[sc34wg3] Topic Map - Reference Model ?
Sat, 28 May 2005 20:06:36 +1000
On Thu, May 26, 2005 at 05:15:08PM +1000, Anne Marie Cregan wrote:
> So, I would like to invite anyone so inclined to respond to the
> following questions and hopefully shed some light on the matter.
I'll try, hopefully not distorting the representation too much by
being too concise.
> The questions I would invite you to respond to are:
> 1. What do you see as the purpose of the TMRM?
TMDM is somewhat like an "instant TM model". You see it, you
immediately understand this data structure with its names,
occurrences, data and various forms of identification.
TMRM is like a "TM model factory". TMRM only incorporates the "TM
paradigm" in that subjects are reified by 'proxies' and these
are simply collections of 'properties'. What (data) type the values
in these properties are or how the properties are named inside a proxy,
TMRM itself does not say.
This is the task of a disclosure: Here you say that your properties
are 'haircolor' and 'shoesize' and that the values of these are color
sets (red, green, blonde) and integer ranges (10 .. 50). With such
'ontological commitment' the 'TM model factory' creates a TM
TMDM is 'only' one of the many you might want to create. The way
Patrick et.al. have envisaged this is that different applications
might have a rather different background in terms of the data they
use. Since all of them have TMRM as conceptual background all these
different data repositories can be combined.

SUPPLIED INFORMATION:
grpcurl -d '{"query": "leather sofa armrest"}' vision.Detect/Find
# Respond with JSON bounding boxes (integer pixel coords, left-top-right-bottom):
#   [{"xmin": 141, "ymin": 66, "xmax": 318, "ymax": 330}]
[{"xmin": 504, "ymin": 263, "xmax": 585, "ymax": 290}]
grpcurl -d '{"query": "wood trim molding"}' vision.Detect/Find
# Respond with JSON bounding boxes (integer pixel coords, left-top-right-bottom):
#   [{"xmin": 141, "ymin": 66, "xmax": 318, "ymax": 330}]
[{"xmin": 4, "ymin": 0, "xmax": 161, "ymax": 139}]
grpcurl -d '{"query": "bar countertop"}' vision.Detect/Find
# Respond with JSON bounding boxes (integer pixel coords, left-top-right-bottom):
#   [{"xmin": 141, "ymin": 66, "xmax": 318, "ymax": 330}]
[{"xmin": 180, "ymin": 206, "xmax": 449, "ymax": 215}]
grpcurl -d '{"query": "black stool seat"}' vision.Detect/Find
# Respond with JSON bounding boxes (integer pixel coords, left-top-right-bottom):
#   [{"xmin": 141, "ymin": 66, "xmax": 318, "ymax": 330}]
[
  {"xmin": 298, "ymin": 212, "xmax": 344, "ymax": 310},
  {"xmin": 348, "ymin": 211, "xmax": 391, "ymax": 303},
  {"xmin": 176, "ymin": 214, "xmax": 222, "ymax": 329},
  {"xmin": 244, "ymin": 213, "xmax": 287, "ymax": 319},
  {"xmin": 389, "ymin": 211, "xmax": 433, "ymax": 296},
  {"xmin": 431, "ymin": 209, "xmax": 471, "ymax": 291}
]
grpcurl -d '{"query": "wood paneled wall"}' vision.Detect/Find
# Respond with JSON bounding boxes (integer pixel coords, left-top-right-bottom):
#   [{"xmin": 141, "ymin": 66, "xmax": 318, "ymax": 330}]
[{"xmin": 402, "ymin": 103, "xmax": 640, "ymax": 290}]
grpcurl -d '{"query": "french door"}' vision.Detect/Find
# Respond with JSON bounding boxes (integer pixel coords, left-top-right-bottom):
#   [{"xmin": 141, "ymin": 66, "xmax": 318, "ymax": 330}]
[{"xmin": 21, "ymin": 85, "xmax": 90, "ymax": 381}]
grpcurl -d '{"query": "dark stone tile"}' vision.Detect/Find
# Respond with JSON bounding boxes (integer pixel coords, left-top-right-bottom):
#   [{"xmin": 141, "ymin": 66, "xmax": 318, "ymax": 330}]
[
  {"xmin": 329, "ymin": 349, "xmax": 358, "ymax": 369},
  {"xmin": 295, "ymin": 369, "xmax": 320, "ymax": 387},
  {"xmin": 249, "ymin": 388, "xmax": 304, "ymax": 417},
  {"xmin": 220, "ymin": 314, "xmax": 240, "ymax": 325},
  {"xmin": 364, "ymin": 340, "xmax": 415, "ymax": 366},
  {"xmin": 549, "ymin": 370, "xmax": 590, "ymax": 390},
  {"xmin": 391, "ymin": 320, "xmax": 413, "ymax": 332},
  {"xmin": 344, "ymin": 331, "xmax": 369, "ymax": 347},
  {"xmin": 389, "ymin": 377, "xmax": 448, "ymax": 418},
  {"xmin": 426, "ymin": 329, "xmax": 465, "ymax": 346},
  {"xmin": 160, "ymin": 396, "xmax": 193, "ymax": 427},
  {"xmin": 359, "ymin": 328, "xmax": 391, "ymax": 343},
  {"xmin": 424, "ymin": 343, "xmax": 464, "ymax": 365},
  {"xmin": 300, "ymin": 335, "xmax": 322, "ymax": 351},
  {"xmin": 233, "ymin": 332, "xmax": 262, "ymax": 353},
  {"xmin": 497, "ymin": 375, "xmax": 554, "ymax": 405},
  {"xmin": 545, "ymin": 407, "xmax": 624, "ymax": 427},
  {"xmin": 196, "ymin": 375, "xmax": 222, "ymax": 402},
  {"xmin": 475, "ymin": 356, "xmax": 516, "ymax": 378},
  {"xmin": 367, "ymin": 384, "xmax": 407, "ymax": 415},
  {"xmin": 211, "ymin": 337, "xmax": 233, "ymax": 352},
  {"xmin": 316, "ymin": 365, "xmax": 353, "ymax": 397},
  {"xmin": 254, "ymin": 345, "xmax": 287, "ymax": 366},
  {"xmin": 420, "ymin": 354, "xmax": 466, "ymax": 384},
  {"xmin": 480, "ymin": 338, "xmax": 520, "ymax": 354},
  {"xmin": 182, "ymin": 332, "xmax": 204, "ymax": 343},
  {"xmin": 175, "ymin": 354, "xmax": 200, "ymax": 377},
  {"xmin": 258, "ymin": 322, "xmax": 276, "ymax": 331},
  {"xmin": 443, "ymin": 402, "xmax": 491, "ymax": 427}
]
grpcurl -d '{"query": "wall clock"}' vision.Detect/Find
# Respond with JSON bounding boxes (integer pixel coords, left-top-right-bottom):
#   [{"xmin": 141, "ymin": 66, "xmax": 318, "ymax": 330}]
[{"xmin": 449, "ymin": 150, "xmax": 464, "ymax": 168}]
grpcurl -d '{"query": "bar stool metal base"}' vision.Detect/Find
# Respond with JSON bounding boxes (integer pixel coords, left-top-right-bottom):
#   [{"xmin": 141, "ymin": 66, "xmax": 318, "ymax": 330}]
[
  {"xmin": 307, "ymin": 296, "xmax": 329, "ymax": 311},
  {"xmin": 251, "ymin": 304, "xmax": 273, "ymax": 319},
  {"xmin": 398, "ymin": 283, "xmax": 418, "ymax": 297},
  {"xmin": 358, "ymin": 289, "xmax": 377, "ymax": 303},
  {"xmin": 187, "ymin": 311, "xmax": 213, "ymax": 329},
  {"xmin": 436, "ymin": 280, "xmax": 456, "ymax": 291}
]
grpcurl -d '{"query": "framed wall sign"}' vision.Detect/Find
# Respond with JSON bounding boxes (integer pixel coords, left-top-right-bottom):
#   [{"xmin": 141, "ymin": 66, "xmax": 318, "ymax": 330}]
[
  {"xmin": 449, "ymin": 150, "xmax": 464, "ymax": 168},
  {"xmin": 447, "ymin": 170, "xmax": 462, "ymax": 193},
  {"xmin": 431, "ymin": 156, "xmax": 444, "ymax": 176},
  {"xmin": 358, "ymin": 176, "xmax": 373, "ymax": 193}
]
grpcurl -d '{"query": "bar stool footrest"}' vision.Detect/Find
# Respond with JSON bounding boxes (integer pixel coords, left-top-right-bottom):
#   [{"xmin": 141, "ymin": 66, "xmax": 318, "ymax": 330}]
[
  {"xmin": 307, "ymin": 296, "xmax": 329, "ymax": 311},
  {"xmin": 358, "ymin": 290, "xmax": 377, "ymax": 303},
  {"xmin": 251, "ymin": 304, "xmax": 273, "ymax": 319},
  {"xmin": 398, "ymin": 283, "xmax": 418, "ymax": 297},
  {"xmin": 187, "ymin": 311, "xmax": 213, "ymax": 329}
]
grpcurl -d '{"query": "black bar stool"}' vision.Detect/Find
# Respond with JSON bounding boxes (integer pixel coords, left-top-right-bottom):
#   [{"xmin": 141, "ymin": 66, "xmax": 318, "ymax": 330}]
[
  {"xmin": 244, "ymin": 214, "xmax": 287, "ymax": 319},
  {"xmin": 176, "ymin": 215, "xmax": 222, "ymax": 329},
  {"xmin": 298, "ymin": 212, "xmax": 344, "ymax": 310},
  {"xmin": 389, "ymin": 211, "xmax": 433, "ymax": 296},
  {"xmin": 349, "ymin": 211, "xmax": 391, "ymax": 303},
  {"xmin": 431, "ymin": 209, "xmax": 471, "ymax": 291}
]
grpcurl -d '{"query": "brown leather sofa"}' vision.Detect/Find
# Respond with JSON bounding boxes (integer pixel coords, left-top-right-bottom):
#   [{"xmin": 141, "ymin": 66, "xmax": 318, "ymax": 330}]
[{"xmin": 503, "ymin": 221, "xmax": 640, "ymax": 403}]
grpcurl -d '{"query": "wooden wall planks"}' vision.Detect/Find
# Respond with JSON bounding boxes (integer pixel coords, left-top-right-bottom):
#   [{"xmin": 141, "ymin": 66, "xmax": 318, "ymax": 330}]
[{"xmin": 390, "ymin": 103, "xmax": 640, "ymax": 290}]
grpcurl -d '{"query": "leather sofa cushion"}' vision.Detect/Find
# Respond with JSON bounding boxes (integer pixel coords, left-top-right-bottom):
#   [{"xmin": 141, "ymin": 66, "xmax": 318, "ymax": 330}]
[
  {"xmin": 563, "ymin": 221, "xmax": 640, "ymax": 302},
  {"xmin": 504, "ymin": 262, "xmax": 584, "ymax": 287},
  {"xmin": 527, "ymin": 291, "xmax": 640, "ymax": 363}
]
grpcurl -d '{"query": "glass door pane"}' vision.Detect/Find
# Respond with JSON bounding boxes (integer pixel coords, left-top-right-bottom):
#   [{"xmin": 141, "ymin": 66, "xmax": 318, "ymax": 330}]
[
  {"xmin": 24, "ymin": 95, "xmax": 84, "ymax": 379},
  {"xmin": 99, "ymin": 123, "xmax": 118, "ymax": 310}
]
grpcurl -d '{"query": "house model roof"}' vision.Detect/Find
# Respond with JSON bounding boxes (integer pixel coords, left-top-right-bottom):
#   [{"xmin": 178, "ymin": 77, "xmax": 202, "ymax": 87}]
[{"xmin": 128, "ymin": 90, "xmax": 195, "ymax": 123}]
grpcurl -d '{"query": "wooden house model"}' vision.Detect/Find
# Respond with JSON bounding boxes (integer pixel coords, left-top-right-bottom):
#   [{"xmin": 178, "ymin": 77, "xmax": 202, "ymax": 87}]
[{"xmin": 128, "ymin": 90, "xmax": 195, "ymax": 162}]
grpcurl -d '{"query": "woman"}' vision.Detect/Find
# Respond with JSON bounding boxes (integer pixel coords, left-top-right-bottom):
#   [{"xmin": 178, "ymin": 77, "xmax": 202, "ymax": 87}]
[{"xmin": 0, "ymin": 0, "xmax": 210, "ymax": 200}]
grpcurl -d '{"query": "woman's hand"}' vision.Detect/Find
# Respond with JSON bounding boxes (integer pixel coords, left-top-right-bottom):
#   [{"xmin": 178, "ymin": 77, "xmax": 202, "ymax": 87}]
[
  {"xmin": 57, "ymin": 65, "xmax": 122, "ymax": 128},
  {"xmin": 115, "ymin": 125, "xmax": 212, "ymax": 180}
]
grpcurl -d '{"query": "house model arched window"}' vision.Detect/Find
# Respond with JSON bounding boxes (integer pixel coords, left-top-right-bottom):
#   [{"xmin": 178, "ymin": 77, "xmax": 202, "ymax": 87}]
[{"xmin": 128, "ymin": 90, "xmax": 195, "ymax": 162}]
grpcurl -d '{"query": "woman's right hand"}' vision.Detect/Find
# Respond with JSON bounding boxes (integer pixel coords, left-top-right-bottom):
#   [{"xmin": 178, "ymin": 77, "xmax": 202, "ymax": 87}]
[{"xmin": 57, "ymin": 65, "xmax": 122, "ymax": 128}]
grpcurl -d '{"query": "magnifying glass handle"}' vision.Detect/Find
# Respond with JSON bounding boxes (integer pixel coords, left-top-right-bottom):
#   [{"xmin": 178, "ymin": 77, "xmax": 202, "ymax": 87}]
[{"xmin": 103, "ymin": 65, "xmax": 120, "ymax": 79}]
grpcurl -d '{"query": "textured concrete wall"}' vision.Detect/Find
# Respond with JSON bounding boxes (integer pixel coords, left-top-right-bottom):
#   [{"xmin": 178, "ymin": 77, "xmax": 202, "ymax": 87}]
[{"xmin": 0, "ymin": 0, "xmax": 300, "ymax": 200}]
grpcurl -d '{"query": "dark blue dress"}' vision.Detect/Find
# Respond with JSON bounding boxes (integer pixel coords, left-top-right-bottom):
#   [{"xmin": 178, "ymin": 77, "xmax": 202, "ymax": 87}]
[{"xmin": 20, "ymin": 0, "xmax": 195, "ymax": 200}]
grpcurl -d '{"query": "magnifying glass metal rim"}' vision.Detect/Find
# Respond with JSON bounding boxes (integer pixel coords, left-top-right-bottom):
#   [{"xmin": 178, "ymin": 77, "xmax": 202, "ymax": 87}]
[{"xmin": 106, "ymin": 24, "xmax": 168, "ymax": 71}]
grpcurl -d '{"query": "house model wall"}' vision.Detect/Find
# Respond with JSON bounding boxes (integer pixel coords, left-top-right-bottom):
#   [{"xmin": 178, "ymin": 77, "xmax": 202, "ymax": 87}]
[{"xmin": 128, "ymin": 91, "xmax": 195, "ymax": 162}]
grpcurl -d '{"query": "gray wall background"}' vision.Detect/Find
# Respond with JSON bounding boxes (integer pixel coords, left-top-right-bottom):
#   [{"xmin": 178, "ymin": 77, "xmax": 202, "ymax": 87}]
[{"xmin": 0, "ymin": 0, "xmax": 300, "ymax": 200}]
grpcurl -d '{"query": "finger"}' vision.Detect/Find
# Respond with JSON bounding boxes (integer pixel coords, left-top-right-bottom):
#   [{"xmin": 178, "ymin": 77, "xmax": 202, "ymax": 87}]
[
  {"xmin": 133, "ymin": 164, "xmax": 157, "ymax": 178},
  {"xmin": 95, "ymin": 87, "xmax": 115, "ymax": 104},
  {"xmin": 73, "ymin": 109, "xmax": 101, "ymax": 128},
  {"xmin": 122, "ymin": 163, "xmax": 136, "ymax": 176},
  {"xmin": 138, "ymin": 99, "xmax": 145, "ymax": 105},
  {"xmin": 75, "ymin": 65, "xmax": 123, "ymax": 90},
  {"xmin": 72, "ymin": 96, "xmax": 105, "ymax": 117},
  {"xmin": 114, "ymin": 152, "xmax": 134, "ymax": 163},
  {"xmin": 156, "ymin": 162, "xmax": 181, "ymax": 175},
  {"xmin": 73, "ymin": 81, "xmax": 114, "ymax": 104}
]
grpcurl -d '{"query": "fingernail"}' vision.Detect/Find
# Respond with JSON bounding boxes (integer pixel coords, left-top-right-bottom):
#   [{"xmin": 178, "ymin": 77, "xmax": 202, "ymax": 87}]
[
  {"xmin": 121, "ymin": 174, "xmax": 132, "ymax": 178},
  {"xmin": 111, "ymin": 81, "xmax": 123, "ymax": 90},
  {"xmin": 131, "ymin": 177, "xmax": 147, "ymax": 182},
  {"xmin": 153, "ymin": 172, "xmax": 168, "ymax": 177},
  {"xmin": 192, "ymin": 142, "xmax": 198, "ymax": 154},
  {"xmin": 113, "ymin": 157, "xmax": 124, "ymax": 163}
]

WRITTEN TASKS:
(1) Gather every line of the records that contains the string "wooden", treating uppercase and lowercase letters as different.
(2) Write what comes next in the message on the Topic Map Reference Model, starting after its final sentence.
The message on the Topic Map Reference Model and the records are separate material.

ANSWERS FOR THIS EXERCISE:
(1)
grpcurl -d '{"query": "wooden wall planks"}' vision.Detect/Find
grpcurl -d '{"query": "wooden house model"}' vision.Detect/Find

(2)
> 2. What form do you envisage the TMRM taking? I know there is a
> mathematical model that Robert Barta is working on, but do you see
> there being other parts, and if so, what form would they take, what
> would the function of each part be, and how would they fit together?
TMRM itself is not big, so I do not think there will be many
components. One separate part might be that of path expressions
dealing with (trivial) navigation through an existing map, another
has to cover the disclosure process.
> 3. What do you think is the best way to "ground" subjects? That is,
> to unambiguously and unequivocally identify them in a a way t hat is
> useful and convenient for the rest of the TM-related methodologies?
Woohie. This is a big and hairy topic, so that I chicken out of
an answer. But reading through the introduction of
might give you a hint how TMRM can help here.
> 4. What would you ultimately want to be able to do with the TMRM?
> That is, do you have any use cases in mind that you envisage the
> TMRM would address?
One "use case" may be EII (enterprise information integration) where
different applications see their data "topicmappish" using the TMRM
"one proxy for one subject" paradigm to bring all that data onto a
level where it can be compared identity-wise. But this use case is so
fundamental, that it may appear actually everywhere.
> I appreciate that there are probably no definitive answers to these
> questions right now as the model is still at an early stage of
> development, but I am interested to learn everyone's viewpoint and
> perhaps through this process, to clarify where the areas of
> consensus and of disconnection are.
Well, TMRM has undergone some evolution in the last years. It became
quite minimalistic eventually, so I would guess that it reached a
point where more abstraction does more bad than good.
Hope this helps.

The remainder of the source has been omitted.